## Required action:
Each line that includes "rough" must be copied from the records.

## Extracted information:
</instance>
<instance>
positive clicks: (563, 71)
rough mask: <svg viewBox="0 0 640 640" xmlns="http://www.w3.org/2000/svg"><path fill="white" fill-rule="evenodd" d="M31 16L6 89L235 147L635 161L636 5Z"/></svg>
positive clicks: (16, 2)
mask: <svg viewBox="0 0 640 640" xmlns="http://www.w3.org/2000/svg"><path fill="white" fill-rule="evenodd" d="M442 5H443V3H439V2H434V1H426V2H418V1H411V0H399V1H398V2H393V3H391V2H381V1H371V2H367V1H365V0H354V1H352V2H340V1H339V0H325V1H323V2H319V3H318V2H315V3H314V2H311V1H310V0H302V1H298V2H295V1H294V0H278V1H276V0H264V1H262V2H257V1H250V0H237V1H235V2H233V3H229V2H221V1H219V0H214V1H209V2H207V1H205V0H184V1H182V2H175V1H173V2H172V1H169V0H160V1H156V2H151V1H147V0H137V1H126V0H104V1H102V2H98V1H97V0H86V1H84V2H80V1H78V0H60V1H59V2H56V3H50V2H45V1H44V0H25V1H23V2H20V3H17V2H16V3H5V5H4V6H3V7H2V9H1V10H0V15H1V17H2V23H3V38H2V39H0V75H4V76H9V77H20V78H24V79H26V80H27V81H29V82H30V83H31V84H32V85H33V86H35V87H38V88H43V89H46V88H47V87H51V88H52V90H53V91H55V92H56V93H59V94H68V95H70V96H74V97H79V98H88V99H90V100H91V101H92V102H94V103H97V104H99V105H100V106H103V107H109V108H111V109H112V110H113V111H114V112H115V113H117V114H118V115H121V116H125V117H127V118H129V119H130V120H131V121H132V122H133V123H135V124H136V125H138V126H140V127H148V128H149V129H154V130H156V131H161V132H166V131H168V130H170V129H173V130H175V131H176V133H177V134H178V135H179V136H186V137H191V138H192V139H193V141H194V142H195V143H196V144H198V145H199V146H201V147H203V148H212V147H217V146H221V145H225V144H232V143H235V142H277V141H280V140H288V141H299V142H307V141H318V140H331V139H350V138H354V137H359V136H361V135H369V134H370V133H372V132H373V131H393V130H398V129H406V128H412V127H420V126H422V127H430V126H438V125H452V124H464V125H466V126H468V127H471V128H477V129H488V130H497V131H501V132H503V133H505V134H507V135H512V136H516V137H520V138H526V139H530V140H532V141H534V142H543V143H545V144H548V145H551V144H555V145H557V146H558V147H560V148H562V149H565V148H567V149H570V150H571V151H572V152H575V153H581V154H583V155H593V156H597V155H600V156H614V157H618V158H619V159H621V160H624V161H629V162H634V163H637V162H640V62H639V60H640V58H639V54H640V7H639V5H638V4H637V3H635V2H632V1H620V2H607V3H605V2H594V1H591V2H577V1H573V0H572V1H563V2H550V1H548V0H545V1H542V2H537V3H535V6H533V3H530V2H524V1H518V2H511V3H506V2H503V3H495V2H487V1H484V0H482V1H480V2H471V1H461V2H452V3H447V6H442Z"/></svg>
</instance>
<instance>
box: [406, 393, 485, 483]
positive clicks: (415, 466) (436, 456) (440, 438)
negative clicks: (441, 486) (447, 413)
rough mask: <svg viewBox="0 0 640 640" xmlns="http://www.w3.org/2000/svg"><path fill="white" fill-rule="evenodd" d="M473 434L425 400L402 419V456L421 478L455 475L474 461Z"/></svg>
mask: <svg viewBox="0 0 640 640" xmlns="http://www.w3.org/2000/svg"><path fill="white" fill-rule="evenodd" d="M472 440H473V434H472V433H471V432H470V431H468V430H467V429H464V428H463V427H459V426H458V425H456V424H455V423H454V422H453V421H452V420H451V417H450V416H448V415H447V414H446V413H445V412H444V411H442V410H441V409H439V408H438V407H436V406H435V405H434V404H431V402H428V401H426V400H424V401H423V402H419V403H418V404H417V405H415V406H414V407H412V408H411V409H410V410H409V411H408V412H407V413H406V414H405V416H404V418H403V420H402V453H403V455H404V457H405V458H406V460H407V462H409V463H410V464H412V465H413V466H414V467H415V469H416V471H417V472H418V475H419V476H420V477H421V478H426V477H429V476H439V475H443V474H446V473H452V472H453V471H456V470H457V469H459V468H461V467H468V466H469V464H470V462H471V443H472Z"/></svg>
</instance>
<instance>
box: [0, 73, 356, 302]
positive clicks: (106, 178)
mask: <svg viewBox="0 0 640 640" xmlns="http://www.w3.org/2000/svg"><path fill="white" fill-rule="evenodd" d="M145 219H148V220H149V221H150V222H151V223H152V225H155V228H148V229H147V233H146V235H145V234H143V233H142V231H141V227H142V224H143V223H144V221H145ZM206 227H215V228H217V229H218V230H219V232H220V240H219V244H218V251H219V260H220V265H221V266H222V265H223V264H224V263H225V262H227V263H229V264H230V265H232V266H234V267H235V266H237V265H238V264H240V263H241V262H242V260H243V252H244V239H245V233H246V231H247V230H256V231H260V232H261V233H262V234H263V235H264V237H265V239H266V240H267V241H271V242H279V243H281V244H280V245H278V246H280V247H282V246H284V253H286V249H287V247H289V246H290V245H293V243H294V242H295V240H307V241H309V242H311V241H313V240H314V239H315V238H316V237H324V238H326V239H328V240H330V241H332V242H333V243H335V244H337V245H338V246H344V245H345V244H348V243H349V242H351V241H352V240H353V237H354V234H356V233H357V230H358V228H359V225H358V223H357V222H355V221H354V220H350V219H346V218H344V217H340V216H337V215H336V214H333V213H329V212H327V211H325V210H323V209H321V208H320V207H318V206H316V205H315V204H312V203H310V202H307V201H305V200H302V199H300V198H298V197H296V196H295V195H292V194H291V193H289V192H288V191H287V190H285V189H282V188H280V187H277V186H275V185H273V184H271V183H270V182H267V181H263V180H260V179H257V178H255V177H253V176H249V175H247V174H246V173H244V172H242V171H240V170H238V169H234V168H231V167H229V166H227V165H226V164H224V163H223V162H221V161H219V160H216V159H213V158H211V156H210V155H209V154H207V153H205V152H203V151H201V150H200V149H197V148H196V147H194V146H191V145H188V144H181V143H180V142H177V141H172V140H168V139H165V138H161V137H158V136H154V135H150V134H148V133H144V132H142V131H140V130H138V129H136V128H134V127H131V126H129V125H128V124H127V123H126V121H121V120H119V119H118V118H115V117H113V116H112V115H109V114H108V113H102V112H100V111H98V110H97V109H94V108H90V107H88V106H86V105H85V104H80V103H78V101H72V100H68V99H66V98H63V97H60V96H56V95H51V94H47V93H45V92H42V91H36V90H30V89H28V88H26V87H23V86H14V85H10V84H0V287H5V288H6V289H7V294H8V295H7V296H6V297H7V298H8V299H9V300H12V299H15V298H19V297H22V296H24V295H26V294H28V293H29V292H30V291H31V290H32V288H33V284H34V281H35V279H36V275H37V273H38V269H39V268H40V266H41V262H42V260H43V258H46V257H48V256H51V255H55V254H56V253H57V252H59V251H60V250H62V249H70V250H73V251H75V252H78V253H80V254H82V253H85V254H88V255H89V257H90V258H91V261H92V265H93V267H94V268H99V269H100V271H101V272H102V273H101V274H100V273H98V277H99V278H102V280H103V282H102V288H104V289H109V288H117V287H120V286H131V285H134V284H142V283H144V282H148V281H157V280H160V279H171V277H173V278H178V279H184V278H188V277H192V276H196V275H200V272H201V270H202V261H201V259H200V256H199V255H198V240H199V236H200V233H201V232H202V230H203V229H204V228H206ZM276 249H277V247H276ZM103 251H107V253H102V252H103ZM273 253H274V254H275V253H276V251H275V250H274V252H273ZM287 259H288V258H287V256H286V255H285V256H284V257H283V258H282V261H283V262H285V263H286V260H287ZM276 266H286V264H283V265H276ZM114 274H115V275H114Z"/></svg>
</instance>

## Answer to this exercise:
rough mask: <svg viewBox="0 0 640 640" xmlns="http://www.w3.org/2000/svg"><path fill="white" fill-rule="evenodd" d="M31 16L6 89L235 147L635 161L636 5Z"/></svg>
rough mask: <svg viewBox="0 0 640 640" xmlns="http://www.w3.org/2000/svg"><path fill="white" fill-rule="evenodd" d="M473 434L425 400L402 419V456L421 478L455 475L474 461Z"/></svg>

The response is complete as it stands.